GIVEN PROBLEM:
Locate each line in the records below that contains the string "white" and copy those lines, treating uppercase and lowercase letters as distinct.

Coordinate annotation records:
┌──

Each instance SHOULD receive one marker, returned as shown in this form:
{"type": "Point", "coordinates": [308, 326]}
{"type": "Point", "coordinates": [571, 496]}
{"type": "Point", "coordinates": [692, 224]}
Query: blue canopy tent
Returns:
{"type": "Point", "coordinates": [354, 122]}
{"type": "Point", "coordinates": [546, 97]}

└──
┌──

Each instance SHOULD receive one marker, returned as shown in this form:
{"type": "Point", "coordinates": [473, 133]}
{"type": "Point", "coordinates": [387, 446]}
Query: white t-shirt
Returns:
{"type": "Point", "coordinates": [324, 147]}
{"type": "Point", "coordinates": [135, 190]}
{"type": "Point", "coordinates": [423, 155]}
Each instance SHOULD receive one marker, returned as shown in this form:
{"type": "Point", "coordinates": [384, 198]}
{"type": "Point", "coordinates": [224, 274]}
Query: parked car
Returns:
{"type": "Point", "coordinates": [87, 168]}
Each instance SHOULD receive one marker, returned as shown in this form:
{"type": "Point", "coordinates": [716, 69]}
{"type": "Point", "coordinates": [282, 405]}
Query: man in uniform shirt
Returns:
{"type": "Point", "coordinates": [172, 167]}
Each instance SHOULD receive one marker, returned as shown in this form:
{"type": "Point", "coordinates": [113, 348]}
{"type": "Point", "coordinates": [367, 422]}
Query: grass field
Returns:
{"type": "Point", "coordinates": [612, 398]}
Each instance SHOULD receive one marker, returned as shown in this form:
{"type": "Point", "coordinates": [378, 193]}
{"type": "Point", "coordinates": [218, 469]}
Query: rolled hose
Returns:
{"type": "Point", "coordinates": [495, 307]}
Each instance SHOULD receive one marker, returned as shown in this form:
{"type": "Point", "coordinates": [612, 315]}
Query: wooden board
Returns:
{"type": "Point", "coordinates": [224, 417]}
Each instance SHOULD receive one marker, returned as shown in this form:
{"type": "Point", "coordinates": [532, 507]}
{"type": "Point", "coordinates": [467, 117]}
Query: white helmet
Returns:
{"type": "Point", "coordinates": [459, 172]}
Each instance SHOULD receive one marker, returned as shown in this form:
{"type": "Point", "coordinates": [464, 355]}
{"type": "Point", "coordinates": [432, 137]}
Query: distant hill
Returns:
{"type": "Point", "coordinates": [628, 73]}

└──

RESULT OF THE EXERCISE:
Query: white t-shirt
Query: white helmet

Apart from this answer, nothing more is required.